(WRITTEN EXERCISE 1)
From the hora dance article below, list every job title it gives for Kim Forrest.

═════ PAGE EXCERPT

The Hora Dance: Everything You Need to Know About This Jewish Tradition

After the "Mazel Tov", there's the "Hava Nagila".
kim forrest the knot
Kim Forrest
kim forrest the knot
Kim Forrest
Senior Editor
  • Kim writes and edits articles for The Knot Worldwide, specializing in etiquette and planning advice
  • Kim manages freelance writers for The Knot Worldwide
  • Prior to The Knot Worldwide, Kim was Associate Bridal Editor at Washingtonian magazine and Associate Fashion Editor at Conde Nast’s Brides Local magazines
Updated Jan 19, 2023

One of the hallmarks of a Jewish wedding reception is the hora (also known as the horah). After the solemnity of the wedding ceremony, this lively tradition brings loved ones together on the dance floor for a rollicking good time. Amidst all the fun, the hora dance has a deeper meaning that you might not be aware of. We spoke to Rabbi Elyssa Cherney, a wedding officiant and founder of TacklingTorah in Philadelphia for her expert take on the history, significance and details behind this traditional Jewish wedding dance.

What Exactly Is the Hora Dance?

══════════
═════ DATA FOR THIS EXERCISE

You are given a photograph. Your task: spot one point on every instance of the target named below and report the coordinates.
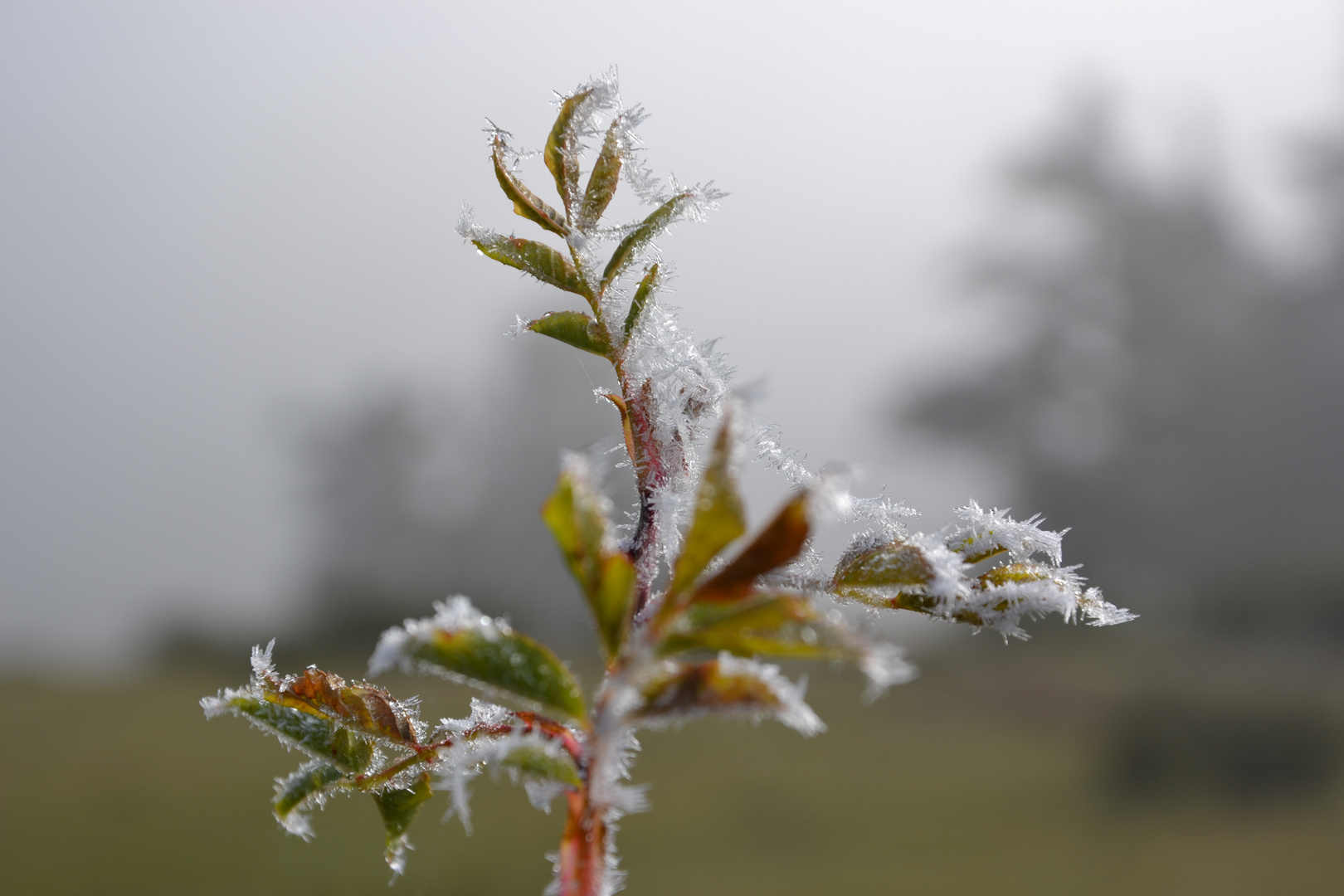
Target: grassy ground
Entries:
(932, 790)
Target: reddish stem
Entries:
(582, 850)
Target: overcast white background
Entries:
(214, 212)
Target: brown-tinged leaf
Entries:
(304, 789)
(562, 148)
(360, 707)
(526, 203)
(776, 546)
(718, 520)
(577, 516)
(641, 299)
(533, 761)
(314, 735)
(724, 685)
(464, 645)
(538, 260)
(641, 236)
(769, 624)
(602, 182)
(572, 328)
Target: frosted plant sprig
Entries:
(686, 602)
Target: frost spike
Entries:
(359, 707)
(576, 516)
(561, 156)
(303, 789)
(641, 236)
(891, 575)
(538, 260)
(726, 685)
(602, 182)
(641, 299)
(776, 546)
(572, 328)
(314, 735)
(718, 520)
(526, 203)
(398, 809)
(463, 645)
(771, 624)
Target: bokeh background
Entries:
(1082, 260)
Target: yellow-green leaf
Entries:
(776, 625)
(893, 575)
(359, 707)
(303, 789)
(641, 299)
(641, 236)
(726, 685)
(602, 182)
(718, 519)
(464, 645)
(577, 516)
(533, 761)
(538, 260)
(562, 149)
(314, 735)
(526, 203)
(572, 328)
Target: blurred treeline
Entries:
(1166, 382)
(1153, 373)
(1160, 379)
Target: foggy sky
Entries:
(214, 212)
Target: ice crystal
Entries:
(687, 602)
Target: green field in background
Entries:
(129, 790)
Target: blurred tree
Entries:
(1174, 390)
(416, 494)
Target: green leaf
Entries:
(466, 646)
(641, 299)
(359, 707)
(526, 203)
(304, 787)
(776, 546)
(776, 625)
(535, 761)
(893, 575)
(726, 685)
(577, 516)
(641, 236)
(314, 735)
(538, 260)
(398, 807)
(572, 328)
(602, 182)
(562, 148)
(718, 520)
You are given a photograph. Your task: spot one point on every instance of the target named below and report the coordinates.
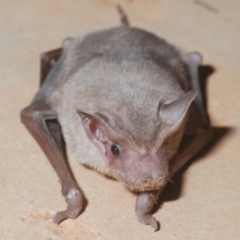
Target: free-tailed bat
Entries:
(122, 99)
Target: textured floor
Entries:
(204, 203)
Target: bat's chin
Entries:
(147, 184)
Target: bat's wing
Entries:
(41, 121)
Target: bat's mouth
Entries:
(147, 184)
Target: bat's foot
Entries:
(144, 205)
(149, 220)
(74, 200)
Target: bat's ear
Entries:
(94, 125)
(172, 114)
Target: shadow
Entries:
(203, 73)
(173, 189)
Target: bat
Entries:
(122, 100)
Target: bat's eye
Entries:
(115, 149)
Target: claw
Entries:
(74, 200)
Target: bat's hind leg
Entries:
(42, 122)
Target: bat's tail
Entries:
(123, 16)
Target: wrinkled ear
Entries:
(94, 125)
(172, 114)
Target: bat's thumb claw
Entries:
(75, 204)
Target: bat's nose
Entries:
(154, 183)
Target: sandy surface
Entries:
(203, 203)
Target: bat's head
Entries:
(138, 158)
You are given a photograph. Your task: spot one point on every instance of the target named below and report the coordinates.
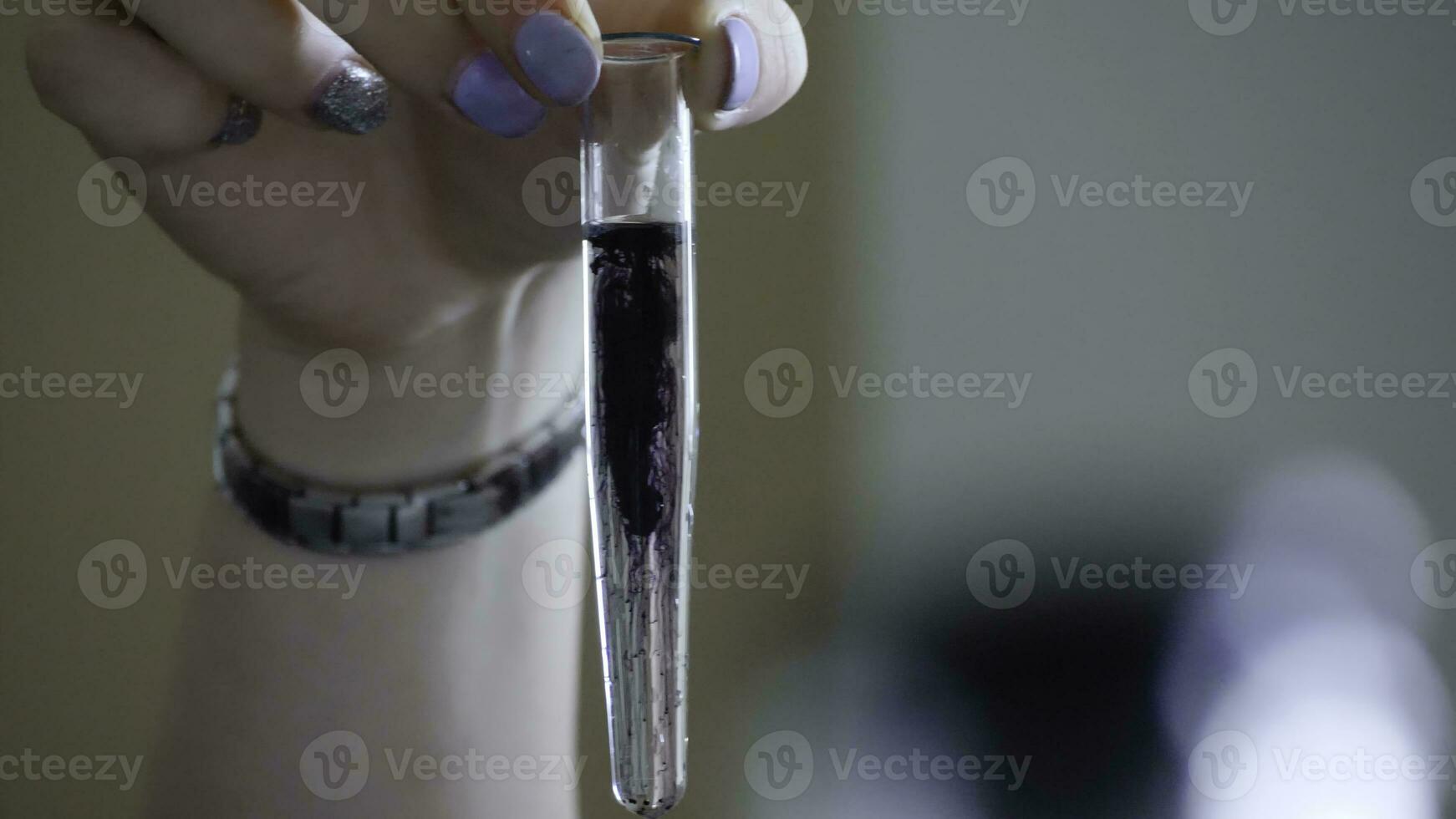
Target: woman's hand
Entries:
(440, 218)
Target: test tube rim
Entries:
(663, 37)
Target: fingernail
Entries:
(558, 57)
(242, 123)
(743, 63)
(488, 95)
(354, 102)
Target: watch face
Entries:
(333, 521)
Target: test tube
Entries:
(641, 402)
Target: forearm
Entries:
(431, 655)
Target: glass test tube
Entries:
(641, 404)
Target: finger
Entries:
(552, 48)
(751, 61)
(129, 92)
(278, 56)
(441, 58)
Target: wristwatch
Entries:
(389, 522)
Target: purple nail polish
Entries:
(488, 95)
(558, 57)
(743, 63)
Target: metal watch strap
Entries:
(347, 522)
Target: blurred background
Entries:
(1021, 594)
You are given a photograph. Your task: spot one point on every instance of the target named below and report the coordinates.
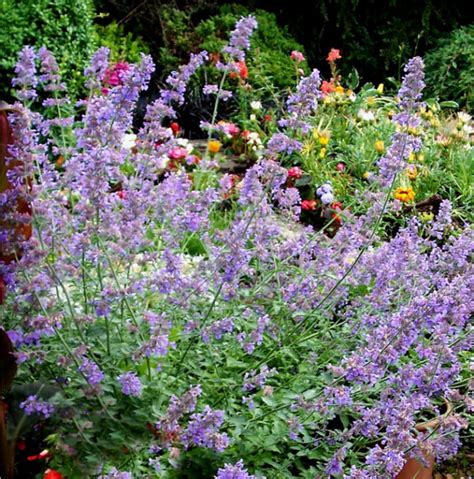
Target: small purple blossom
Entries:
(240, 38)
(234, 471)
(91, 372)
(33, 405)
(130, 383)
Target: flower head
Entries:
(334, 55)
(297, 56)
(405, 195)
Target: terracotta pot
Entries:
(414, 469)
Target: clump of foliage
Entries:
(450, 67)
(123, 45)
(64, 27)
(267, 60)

══════════

(WRITTEN EXERCISE 2)
Please retype everything in the entries from the line that contains "Target: fingernail" through the end of the entries, with both ends included, and leave the pictures out.

(FINAL ANSWER 1)
Senior Editor; Associate Bridal Editor; Associate Fashion Editor

(FINAL ANSWER 2)
Target: fingernail
Entries:
(558, 57)
(242, 123)
(743, 63)
(488, 95)
(354, 102)
Target: watch face
Entries:
(333, 521)
Target: test tube
Entries:
(641, 402)
Target: forearm
Entries:
(431, 655)
Target: glass test tube
Entries:
(641, 404)
Target: finger
Entries:
(552, 48)
(751, 61)
(129, 92)
(278, 56)
(441, 58)
Target: wristwatch
Entries:
(389, 522)
Target: purple nail polish
Entries:
(488, 95)
(558, 57)
(743, 63)
Target: metal watch strap
Entries:
(347, 522)
Target: blurred background
Entries:
(1021, 594)
You are given a photograph. Your task: spot one point on every instance of the target named below and report the coordinates.
Target: small purple blossom
Entries:
(240, 38)
(234, 471)
(91, 372)
(33, 405)
(130, 383)
Target: flower head
Entries:
(334, 55)
(297, 56)
(405, 195)
Target: terracotta pot
Entries:
(414, 469)
Target: clump of foliage
Entries:
(450, 67)
(123, 45)
(64, 27)
(267, 60)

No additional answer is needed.